Exercise —
Copy out every line holding the string "burst" from the records below.

——

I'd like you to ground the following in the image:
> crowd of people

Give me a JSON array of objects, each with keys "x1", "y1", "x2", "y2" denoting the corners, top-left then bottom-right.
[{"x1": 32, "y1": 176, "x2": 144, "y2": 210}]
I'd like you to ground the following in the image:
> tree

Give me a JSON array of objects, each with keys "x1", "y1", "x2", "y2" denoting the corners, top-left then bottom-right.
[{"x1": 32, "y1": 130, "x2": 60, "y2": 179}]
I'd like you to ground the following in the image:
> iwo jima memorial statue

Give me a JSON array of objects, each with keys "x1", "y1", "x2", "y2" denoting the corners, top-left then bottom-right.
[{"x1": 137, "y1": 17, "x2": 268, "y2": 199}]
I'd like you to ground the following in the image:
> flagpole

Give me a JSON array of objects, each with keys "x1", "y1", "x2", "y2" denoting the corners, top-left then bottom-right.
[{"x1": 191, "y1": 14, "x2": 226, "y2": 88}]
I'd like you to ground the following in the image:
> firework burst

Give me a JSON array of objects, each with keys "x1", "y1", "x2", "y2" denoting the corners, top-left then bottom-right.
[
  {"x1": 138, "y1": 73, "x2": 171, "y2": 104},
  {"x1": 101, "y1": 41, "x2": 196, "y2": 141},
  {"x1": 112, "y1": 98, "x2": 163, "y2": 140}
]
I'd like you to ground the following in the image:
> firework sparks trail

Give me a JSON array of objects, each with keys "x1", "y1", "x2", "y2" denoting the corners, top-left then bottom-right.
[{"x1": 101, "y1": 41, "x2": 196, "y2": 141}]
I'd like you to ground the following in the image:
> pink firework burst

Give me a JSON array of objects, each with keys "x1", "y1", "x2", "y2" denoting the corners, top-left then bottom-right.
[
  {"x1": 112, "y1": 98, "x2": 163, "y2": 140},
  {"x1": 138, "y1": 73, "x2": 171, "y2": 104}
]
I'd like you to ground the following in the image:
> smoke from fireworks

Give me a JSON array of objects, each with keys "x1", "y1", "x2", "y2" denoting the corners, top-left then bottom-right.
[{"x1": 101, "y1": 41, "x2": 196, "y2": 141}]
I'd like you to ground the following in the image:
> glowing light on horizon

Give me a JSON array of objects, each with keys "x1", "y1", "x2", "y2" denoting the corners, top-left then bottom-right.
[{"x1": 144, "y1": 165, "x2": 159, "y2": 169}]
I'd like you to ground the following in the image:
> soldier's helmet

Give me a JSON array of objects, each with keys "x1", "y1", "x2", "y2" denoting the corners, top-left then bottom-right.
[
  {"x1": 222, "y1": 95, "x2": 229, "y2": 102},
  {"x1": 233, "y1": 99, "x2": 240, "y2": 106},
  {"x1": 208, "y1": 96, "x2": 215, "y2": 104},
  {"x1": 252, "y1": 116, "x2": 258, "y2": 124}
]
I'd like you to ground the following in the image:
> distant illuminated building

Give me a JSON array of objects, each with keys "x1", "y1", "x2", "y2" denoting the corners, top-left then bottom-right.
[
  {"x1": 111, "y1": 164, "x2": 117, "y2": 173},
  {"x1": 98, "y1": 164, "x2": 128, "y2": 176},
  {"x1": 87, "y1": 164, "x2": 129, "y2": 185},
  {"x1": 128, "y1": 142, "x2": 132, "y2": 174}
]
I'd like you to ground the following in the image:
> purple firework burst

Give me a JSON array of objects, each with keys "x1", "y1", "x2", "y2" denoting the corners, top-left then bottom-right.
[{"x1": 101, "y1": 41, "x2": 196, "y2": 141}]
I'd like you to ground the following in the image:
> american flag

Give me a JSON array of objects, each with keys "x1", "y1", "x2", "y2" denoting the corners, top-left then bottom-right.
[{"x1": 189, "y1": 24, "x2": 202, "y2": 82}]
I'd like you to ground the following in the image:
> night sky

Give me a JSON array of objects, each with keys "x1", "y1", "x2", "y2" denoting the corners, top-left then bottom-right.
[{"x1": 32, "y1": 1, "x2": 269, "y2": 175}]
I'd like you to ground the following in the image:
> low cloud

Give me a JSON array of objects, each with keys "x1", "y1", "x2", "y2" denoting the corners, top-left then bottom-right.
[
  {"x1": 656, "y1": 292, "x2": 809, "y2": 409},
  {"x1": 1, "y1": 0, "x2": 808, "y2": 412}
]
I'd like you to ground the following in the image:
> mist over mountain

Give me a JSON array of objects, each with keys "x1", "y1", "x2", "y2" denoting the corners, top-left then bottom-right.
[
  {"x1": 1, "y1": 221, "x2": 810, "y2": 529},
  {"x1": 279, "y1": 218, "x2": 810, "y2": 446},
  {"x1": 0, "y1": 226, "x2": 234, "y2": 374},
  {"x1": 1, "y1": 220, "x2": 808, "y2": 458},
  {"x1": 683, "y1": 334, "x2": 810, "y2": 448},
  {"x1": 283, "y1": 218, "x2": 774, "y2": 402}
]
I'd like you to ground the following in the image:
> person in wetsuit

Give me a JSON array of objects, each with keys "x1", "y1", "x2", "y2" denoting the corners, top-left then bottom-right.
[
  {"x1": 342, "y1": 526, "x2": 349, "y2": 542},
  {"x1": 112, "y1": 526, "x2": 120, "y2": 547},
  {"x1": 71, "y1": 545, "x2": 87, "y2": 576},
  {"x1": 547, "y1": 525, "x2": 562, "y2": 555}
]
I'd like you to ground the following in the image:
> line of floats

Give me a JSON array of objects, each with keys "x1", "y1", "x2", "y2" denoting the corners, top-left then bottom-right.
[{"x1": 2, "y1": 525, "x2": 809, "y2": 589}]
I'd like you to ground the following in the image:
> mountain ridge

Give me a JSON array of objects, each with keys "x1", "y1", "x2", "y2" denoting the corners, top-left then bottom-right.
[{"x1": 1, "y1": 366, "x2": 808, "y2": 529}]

——

Response to the task —
> firework burst
> pink firework burst
> purple firework burst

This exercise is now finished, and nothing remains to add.